§ **ENTRIES SHOWN**:
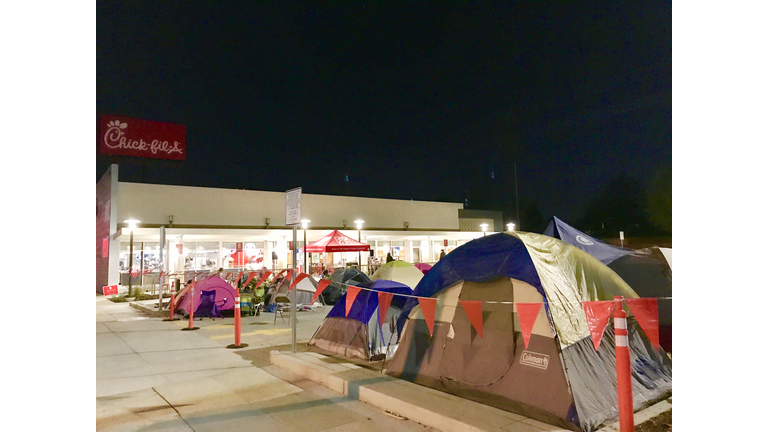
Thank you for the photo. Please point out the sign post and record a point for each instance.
(161, 279)
(293, 218)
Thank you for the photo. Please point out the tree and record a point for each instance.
(660, 200)
(618, 207)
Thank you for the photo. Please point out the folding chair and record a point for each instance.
(282, 298)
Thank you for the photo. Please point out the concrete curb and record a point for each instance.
(148, 307)
(427, 406)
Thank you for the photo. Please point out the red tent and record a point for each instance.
(337, 242)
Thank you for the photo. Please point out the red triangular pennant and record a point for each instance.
(352, 292)
(474, 311)
(646, 312)
(247, 281)
(428, 306)
(320, 287)
(527, 314)
(263, 278)
(385, 299)
(297, 280)
(597, 313)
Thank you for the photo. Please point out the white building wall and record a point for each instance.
(152, 204)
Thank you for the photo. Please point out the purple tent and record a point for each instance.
(214, 294)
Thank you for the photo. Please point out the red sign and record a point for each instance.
(109, 290)
(142, 138)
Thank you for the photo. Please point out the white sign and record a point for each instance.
(293, 207)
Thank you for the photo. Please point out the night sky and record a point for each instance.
(435, 101)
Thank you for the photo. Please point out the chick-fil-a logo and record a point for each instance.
(143, 138)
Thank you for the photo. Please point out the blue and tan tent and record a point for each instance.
(648, 271)
(559, 378)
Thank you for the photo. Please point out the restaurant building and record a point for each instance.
(210, 228)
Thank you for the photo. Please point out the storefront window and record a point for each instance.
(207, 256)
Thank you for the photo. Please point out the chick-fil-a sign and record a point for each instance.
(143, 138)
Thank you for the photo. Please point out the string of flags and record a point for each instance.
(597, 313)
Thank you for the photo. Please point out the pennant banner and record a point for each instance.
(597, 313)
(646, 312)
(385, 299)
(352, 292)
(474, 311)
(320, 287)
(527, 314)
(428, 306)
(297, 280)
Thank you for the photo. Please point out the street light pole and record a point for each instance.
(359, 224)
(131, 226)
(304, 224)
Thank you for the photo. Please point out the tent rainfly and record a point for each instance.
(556, 376)
(648, 271)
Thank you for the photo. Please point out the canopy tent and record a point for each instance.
(337, 242)
(212, 295)
(424, 267)
(341, 278)
(559, 377)
(648, 271)
(359, 333)
(399, 271)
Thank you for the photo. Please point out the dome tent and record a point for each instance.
(559, 378)
(359, 333)
(212, 295)
(399, 271)
(340, 278)
(648, 271)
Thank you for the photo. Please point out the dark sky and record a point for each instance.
(414, 100)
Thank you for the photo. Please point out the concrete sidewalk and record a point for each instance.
(151, 376)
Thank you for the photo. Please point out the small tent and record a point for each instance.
(305, 290)
(559, 378)
(648, 271)
(341, 278)
(359, 333)
(212, 295)
(399, 271)
(424, 267)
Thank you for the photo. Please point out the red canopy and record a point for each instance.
(337, 242)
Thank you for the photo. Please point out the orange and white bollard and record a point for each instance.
(623, 372)
(172, 307)
(237, 323)
(191, 309)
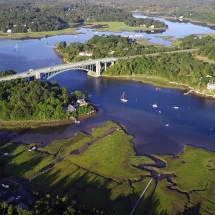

§ **EXERCISE DESCRIPTION**: Lay out the lines from the one containing "Thank you for the photo. Please point out the tent" through the end of the records as a JSON list of strings, one string per line, skipping blank lines and leaving out the pictures.

§ **SOLUTION**:
[
  "Thank you for the photo. Please point out the tent rainfly and record a point for each instance.",
  "(556, 376)",
  "(648, 271)",
  "Thank you for the photo. Please point out the canopy tent and record a point for each instance.",
  "(337, 242)",
  "(212, 295)",
  "(424, 267)",
  "(341, 278)",
  "(559, 377)",
  "(648, 271)",
  "(359, 333)",
  "(399, 271)",
  "Thank you for the photo. Please point out the dome tent and record a point for each instance.",
  "(559, 378)",
  "(359, 333)",
  "(212, 295)",
  "(399, 271)",
  "(340, 278)",
  "(648, 271)",
  "Thank you for the photo. Please point out the dark sky and record a point for each instance.",
  "(414, 100)",
  "Thank you for the photo. Please point out the concrete sidewalk and record a point for each instance.",
  "(151, 376)",
  "Thank you for the photo. Please point out the small tent and record a point for each instance.",
  "(305, 290)",
  "(559, 378)",
  "(648, 271)",
  "(341, 278)",
  "(359, 333)",
  "(212, 295)",
  "(399, 271)",
  "(424, 267)",
  "Thank you for the photo. Please point out the red canopy and record a point for each instance.",
  "(337, 242)",
  "Thank you for the photo. Please point out the orange and white bollard and record a point for each instance.",
  "(623, 372)",
  "(172, 307)",
  "(237, 323)",
  "(191, 309)"
]